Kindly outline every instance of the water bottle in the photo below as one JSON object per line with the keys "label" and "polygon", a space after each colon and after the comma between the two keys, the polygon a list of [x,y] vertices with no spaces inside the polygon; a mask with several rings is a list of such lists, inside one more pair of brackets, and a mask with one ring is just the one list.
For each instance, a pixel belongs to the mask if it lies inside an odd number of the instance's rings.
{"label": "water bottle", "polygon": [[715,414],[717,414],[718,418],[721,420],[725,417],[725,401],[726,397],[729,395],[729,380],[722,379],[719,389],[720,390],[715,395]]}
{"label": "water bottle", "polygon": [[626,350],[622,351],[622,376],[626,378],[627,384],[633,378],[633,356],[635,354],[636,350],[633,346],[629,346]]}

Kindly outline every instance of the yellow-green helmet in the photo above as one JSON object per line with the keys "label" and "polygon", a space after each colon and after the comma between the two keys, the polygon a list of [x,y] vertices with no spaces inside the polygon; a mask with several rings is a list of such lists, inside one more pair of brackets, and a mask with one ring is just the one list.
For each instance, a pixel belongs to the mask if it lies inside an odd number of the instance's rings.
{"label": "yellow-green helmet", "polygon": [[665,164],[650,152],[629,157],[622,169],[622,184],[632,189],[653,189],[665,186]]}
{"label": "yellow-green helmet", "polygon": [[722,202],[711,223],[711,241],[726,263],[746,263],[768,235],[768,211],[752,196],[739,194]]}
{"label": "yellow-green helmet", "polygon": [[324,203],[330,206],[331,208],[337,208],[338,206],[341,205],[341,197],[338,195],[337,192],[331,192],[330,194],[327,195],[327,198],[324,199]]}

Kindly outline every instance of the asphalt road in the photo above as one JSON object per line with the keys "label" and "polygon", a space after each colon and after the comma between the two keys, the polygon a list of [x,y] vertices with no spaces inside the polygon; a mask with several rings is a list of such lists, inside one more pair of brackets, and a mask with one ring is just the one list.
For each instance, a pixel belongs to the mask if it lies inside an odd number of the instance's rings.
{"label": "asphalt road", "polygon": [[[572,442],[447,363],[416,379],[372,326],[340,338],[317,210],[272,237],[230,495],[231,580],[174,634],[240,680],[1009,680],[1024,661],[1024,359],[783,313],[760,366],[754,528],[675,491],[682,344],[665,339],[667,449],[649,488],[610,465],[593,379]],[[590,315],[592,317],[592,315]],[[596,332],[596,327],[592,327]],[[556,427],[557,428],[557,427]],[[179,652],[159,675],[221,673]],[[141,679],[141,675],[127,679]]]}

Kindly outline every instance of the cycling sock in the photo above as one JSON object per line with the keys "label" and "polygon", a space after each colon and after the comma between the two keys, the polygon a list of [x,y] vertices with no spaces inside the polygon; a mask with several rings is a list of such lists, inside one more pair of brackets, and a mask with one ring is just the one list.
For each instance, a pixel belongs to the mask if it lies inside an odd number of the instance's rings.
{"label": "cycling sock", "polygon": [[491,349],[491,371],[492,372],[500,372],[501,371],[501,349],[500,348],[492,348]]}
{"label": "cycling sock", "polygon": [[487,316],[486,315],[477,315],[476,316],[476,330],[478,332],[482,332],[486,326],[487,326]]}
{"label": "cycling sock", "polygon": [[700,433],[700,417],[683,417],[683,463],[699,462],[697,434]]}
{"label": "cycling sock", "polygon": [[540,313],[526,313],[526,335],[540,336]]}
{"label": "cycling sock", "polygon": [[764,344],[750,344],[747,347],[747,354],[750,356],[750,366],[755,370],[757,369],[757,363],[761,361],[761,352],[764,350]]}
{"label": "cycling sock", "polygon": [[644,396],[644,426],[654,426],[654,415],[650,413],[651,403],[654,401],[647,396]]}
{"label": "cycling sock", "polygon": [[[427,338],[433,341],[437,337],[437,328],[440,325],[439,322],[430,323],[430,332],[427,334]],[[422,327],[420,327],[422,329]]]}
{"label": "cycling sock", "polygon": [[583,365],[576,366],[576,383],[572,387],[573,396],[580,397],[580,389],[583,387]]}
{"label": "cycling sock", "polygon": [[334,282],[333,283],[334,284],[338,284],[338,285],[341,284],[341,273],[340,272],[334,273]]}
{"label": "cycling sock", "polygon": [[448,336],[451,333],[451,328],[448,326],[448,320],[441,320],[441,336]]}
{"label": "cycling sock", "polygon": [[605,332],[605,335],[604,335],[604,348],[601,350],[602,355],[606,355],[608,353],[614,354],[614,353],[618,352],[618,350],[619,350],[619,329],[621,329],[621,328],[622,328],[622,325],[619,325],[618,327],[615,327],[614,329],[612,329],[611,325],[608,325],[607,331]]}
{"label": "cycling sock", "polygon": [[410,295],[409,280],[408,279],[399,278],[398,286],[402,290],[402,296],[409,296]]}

________________________________________

__Work request__. The material above is to be reproduced exactly as written.

__Task result__.
Kindly outline every instance of the water bottle in the photo below as one JSON object per line with the keys "label" and "polygon", a space after each colon and after the comma between the two keys, the polygon a list of [x,y] vertices with no spaces inside the polygon; a mask with several rings is a list of such lists, inside one more pair of brackets, and a mask with one ring is just the one list.
For each instance, a pixel belongs to the mask if it lies inside an odd number of the instance's rings.
{"label": "water bottle", "polygon": [[715,414],[717,414],[718,418],[721,420],[725,417],[725,401],[726,397],[729,395],[729,380],[722,379],[719,389],[720,390],[715,395]]}
{"label": "water bottle", "polygon": [[626,350],[622,351],[622,376],[626,378],[627,384],[633,378],[633,356],[635,354],[636,350],[633,346],[629,346]]}

Kindly outline every instance of the yellow-green helmet in the photo above as one JSON object per line with the keys "label" and "polygon", a space after each colon and after the comma between the two keys, the polygon a list of [x,y] vertices with no spaces inside the polygon; a mask with several rings is a list of such lists, inside one more pair of brackets, and a mask with one ring is just the one list.
For each instance, a pixel belongs to the mask if it lies inside an odd number of the instance's rings.
{"label": "yellow-green helmet", "polygon": [[665,164],[650,152],[629,157],[622,169],[622,184],[632,189],[653,189],[665,186]]}
{"label": "yellow-green helmet", "polygon": [[722,202],[711,223],[711,241],[726,263],[746,263],[768,235],[768,211],[752,196],[739,194]]}
{"label": "yellow-green helmet", "polygon": [[324,203],[330,206],[331,208],[337,208],[338,206],[341,205],[341,197],[338,195],[337,192],[331,192],[330,194],[327,195],[327,198],[324,199]]}

Kindly outline every instance of the asphalt road in the photo above as one JSON object per line with the keys "label" and "polygon", a space after each colon and after the comma between the two keys, the polygon a list of [x,y] vertices with no spaces inside the polygon; a mask with several rings is a list of such lists, inside one more pair of brackets, and a mask with one ring is just the one list.
For each instance, a pixel belongs to the mask if it lies inside an odd number of the instance's rings.
{"label": "asphalt road", "polygon": [[[572,442],[447,363],[416,379],[372,326],[340,338],[317,210],[272,237],[230,495],[231,580],[174,634],[240,680],[1009,680],[1024,661],[1024,359],[783,313],[760,366],[754,528],[675,491],[682,344],[665,339],[667,449],[649,488],[610,465],[593,379]],[[590,315],[592,317],[592,315]],[[596,332],[596,327],[592,327]],[[556,427],[557,428],[557,427]],[[179,652],[159,675],[221,673]],[[141,679],[141,675],[127,679]]]}

Kindly outline every instance of the cycling sock in the photo above as one JSON object per line with the keys "label" and "polygon", a space after each colon and after the comma between the two keys, the polygon a list of [x,y] vertices with no spaces inside the polygon; a mask with several rings is a list of such lists, inside one more pair of brackets, and a mask with one ring is just the one list.
For each instance, a pixel belongs to the mask if it lies inside an odd number of the instance's rings.
{"label": "cycling sock", "polygon": [[491,349],[491,371],[492,372],[500,372],[501,371],[501,349],[500,348],[492,348]]}
{"label": "cycling sock", "polygon": [[487,316],[486,315],[477,315],[476,316],[476,330],[478,332],[482,332],[486,326],[487,326]]}
{"label": "cycling sock", "polygon": [[700,433],[700,417],[683,417],[683,463],[699,462],[697,434]]}
{"label": "cycling sock", "polygon": [[540,313],[526,313],[526,335],[540,336]]}
{"label": "cycling sock", "polygon": [[764,344],[750,344],[747,347],[747,354],[750,356],[750,366],[755,370],[757,369],[757,363],[761,361],[761,352],[764,350]]}
{"label": "cycling sock", "polygon": [[644,396],[644,426],[654,426],[654,415],[650,413],[651,403],[654,401],[647,396]]}
{"label": "cycling sock", "polygon": [[[427,338],[433,341],[437,337],[437,328],[440,325],[439,322],[430,323],[430,332],[427,334]],[[422,327],[420,327],[422,329]]]}
{"label": "cycling sock", "polygon": [[583,365],[576,366],[576,383],[572,387],[573,396],[580,397],[580,389],[583,387]]}
{"label": "cycling sock", "polygon": [[334,282],[333,283],[334,284],[338,284],[338,285],[341,284],[341,273],[340,272],[334,273]]}
{"label": "cycling sock", "polygon": [[448,336],[451,333],[451,328],[448,326],[448,320],[441,320],[441,336]]}
{"label": "cycling sock", "polygon": [[605,332],[605,335],[604,335],[604,348],[601,350],[602,355],[606,355],[608,353],[614,354],[614,353],[618,352],[618,350],[619,350],[619,329],[621,329],[621,328],[622,328],[622,325],[619,325],[618,327],[615,327],[614,329],[612,329],[611,325],[608,325],[607,331]]}
{"label": "cycling sock", "polygon": [[410,295],[409,280],[408,279],[399,278],[398,286],[402,290],[402,296],[409,296]]}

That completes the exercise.